**SOURCE EXTRACT**
In the present study, a new MoS₂/Co₃O₄ nanocomposite photocatalyst was synthesized by the simple hydrothermal process for the potential production of photocatalytic H₂. For the first time, we are reporting on the photocatalytic hydrogen production of MoS₂/Co₃O₄ nanocomposites with a visible light irradiation. All the above results are favorable to the tunable band structure of MoS₂, the create active sites, and build a valid transfer pathway for the charge carriers, then increase the entire photocatalytic efficiency. In addition, a possible S-scheme heterostructure can be created among MoS₂ and Co₃O₄ while the Schottky junction developed at the MoS₂/Co₃O₄ interface, which combined to improve the electrons and the holes’ separation efficiency. The S-scheme heterostructure is primarily constructed of a reduction in the photocatalyst, including a high Fermi level and a low work function, and an oxidation photocatalyst, including a small Fermi level and a high work function for a staggered style, which can mainly achieve the separation of charge carriers under an excellent redox performance. Thus, with the optimized amount of Co₃O₄ loading in the composite, the MoS₂/Co₃O₄ heterojunction displayed a great H₂ production rate of 3825 μmol h⁻¹g⁻¹, which was nearly 11.5- and 13.4-folds higher than that of the bulk MoS₂ and Co₃O₄ samples, respectively. This work proposed a unique path for the designed construction of MoS₂-based nanocomposites and further enhanced their photocatalytic hydrogen production and organic pollutants photocatalytic activity. The promoted surface reactive sites established through the large specific surface area had a better redox capability, suggesting a greater negative conduction performance, and a decreased recombination rate of the photoexcited charge carriers ultimately resulted in an enhanced photocatalytic activity.

**BRIEF A**
Answer these from the photocatalyst text:
(i) By what process was the MoS₂/Co₃O₄ nanocomposite synthesized?
(ii) What H₂ production rate did the optimized MoS₂/Co₃O₄ heterojunction show?
(iii) What kind of junction developed at the MoS₂/Co₃O₄ interface?
**BRIEF B**
Please render this sentence from the photocatalyst text in Spanish: "For the first time, we are reporting on the photocatalytic hydrogen production of MoS₂/Co₃O₄ nanocomposites with a visible light irradiation."

**DATA PROVIDED**
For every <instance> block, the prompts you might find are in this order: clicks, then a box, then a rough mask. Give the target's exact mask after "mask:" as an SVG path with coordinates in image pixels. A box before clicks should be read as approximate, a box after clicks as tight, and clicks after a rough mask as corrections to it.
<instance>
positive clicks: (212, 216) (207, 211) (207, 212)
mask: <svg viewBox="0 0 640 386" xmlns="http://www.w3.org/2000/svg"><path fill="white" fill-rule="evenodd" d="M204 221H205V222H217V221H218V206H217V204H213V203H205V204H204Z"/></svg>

**YOUR SOLUTION A**
(i) A simple hydrothermal process.
(ii) 3825 μmol h⁻¹g⁻¹.
(iii) A Schottky junction.

**YOUR SOLUTION B**
Por primera vez, informamos sobre la producción fotocatalítica de hidrógeno de los nanocompuestos de MoS₂/Co₃O₄ con irradiación de luz visible.